_THE PROBLEM:_ Every line from the one that contains "Task: indicate one point on every instance of the downspout" to the end of the records must be restated word for word. No other line belongs in the answer.

(Records from a dataset)
+++

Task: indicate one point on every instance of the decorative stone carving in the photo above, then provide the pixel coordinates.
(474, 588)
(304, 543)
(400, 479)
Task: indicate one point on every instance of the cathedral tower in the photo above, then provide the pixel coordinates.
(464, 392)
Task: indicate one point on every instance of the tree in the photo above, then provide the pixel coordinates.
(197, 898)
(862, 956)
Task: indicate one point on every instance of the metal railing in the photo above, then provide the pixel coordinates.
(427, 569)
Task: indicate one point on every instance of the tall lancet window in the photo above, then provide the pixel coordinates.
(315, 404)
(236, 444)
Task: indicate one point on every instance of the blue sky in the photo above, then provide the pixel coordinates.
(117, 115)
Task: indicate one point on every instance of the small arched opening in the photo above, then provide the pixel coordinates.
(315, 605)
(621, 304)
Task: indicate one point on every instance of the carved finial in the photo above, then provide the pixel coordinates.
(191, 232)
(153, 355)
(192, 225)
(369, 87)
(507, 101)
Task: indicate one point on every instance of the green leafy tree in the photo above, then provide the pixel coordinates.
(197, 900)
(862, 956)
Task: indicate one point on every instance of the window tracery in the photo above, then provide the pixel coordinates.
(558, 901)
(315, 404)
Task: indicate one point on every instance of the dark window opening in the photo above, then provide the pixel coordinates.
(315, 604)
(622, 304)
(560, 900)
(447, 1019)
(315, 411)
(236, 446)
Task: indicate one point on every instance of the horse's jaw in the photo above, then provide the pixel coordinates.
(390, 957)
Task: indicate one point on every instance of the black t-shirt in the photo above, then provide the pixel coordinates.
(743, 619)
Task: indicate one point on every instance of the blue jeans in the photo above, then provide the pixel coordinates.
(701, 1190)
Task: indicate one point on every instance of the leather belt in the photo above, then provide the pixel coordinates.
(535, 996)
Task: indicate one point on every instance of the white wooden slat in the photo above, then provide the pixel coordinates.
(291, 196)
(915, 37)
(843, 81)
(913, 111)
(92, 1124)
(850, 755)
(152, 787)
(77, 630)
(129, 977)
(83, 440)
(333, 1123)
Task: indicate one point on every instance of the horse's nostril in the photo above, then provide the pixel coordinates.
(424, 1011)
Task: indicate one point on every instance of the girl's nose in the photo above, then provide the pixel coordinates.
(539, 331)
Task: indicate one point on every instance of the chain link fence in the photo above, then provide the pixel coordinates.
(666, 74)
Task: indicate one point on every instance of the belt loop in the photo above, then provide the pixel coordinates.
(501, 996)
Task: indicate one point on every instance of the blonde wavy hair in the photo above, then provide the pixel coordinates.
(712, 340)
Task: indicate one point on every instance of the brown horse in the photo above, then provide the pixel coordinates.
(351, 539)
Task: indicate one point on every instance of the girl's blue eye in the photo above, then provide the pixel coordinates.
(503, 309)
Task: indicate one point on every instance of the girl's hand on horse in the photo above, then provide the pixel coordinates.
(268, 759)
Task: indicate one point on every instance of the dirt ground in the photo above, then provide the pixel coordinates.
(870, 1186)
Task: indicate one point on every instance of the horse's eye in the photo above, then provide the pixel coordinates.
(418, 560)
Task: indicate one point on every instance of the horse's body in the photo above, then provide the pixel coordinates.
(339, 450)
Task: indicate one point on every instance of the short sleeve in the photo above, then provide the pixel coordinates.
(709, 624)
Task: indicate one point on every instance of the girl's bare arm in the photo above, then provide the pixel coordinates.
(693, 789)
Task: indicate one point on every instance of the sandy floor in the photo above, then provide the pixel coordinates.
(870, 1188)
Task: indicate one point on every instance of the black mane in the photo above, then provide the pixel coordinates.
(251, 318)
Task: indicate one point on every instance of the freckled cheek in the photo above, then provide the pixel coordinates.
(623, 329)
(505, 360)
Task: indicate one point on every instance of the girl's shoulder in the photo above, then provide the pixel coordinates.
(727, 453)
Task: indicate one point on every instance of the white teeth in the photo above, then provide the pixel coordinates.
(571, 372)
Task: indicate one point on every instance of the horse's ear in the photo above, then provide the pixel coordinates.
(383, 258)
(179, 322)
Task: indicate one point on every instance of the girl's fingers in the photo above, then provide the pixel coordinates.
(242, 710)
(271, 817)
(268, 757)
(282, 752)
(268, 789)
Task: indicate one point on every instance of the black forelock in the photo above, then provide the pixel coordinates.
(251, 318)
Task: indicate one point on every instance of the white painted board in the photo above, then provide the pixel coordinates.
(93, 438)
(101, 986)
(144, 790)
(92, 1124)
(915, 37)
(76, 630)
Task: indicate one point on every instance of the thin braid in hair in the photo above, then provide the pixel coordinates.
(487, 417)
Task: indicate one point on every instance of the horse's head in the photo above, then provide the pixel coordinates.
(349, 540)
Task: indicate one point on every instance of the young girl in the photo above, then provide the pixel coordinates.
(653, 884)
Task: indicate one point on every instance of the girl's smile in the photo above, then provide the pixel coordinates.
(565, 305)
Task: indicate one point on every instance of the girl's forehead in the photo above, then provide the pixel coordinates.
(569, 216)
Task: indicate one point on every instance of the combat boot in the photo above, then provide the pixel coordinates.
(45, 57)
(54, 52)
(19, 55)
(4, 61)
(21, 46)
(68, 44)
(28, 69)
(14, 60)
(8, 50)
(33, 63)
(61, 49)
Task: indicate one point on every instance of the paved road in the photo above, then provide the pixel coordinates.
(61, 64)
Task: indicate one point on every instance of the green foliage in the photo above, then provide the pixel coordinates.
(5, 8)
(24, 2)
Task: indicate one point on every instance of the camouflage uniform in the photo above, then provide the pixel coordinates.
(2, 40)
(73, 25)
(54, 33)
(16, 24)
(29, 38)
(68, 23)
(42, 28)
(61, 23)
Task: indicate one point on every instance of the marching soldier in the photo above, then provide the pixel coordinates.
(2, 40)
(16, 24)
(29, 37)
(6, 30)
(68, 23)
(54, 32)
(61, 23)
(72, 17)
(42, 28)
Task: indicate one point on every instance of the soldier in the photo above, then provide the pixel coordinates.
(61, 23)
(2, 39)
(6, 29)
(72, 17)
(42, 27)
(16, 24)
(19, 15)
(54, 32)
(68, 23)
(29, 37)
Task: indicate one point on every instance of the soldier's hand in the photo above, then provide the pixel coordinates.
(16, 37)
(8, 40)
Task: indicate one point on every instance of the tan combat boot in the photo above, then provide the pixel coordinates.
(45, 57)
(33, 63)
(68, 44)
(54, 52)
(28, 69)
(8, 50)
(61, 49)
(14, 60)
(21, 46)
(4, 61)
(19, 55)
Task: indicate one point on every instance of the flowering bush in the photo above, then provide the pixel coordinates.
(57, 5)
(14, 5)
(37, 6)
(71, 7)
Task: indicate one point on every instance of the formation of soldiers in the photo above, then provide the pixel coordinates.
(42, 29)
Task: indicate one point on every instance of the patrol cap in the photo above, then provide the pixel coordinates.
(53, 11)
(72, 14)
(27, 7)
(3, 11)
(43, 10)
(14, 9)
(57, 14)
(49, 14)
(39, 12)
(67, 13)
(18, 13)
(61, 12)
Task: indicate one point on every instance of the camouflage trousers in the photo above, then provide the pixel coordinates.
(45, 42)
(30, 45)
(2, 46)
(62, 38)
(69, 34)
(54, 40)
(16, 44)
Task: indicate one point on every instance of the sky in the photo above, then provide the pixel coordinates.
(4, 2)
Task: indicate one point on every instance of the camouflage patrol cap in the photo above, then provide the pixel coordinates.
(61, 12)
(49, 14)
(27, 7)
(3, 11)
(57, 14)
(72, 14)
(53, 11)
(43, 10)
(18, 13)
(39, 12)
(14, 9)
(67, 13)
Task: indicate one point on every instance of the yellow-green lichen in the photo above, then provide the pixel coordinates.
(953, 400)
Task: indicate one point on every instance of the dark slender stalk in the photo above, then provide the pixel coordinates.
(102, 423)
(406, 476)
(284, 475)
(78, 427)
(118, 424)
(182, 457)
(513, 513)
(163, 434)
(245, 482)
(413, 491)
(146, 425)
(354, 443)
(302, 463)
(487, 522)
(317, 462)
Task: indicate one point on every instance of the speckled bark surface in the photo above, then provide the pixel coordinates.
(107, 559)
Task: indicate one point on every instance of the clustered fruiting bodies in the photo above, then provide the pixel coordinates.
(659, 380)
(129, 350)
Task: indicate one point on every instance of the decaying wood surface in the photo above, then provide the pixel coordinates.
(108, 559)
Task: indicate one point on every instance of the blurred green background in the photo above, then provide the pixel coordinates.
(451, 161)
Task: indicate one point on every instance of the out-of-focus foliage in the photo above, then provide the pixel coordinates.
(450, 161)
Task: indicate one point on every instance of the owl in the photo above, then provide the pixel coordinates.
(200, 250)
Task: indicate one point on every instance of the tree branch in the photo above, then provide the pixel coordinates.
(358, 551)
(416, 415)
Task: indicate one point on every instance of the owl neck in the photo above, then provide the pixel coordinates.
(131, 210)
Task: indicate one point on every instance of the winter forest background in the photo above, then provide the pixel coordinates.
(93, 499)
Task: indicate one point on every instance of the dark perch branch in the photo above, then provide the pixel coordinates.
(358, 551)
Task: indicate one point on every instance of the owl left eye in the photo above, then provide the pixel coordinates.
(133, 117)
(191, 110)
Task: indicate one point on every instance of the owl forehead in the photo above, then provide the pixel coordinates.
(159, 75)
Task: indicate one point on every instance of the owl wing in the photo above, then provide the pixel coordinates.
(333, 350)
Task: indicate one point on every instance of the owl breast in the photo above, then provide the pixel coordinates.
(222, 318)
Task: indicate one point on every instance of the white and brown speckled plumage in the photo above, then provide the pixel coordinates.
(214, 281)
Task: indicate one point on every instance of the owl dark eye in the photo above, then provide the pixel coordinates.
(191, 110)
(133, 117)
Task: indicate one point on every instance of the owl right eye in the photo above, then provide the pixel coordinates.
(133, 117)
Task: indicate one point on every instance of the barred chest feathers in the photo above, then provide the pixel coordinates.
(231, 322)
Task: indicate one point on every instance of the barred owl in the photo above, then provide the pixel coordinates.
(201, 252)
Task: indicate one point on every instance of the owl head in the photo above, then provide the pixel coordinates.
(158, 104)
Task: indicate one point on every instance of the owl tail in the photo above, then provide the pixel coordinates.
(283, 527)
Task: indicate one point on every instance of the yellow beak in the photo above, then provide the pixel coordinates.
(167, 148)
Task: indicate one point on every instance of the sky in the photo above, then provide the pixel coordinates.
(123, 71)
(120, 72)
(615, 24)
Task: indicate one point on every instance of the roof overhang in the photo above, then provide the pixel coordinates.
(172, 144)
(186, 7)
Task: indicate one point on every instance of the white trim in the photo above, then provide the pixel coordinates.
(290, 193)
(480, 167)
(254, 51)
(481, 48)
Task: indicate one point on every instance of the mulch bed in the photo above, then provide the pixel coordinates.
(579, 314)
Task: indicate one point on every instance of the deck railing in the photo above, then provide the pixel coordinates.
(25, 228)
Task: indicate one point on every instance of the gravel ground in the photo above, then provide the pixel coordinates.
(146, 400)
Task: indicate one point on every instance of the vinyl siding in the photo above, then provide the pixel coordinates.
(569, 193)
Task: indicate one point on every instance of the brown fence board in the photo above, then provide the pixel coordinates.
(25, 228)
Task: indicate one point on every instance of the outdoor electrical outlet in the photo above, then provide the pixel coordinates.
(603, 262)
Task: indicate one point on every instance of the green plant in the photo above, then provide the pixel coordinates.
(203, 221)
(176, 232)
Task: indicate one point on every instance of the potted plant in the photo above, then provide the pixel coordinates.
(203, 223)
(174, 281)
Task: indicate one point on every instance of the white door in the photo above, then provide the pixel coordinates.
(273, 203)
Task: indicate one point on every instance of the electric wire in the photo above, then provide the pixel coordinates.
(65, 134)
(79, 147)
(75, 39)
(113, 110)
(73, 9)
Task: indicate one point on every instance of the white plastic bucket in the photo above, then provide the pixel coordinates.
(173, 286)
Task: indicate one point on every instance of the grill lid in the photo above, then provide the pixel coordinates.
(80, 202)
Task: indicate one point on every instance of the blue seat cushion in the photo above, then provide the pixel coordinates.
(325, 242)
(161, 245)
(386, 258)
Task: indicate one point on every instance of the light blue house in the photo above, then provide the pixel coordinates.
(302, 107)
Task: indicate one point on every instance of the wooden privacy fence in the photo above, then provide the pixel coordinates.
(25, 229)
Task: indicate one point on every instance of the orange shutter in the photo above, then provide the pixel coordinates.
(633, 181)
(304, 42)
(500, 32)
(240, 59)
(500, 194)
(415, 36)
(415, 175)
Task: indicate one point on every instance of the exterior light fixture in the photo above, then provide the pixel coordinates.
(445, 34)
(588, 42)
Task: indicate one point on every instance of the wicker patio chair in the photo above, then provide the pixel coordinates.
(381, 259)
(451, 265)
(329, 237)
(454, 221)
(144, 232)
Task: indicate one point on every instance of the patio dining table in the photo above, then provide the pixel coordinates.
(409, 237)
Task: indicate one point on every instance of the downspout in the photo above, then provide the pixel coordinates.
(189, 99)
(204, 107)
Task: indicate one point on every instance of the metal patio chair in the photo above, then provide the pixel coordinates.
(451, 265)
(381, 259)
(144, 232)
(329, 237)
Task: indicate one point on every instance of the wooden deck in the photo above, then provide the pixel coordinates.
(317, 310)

+++

_SOLUTION:_
Task: indicate one point on every instance of the downspout in the photo above, then provide the pixel coordinates.
(189, 99)
(204, 107)
Task: indicate one point on every instance of the metal patio chair in the photo above, then provide the pixel coordinates.
(451, 265)
(381, 259)
(144, 232)
(329, 237)
Task: indicate one point on every instance of the wooden deck in the photo above, then provide the pixel coordinates.
(317, 310)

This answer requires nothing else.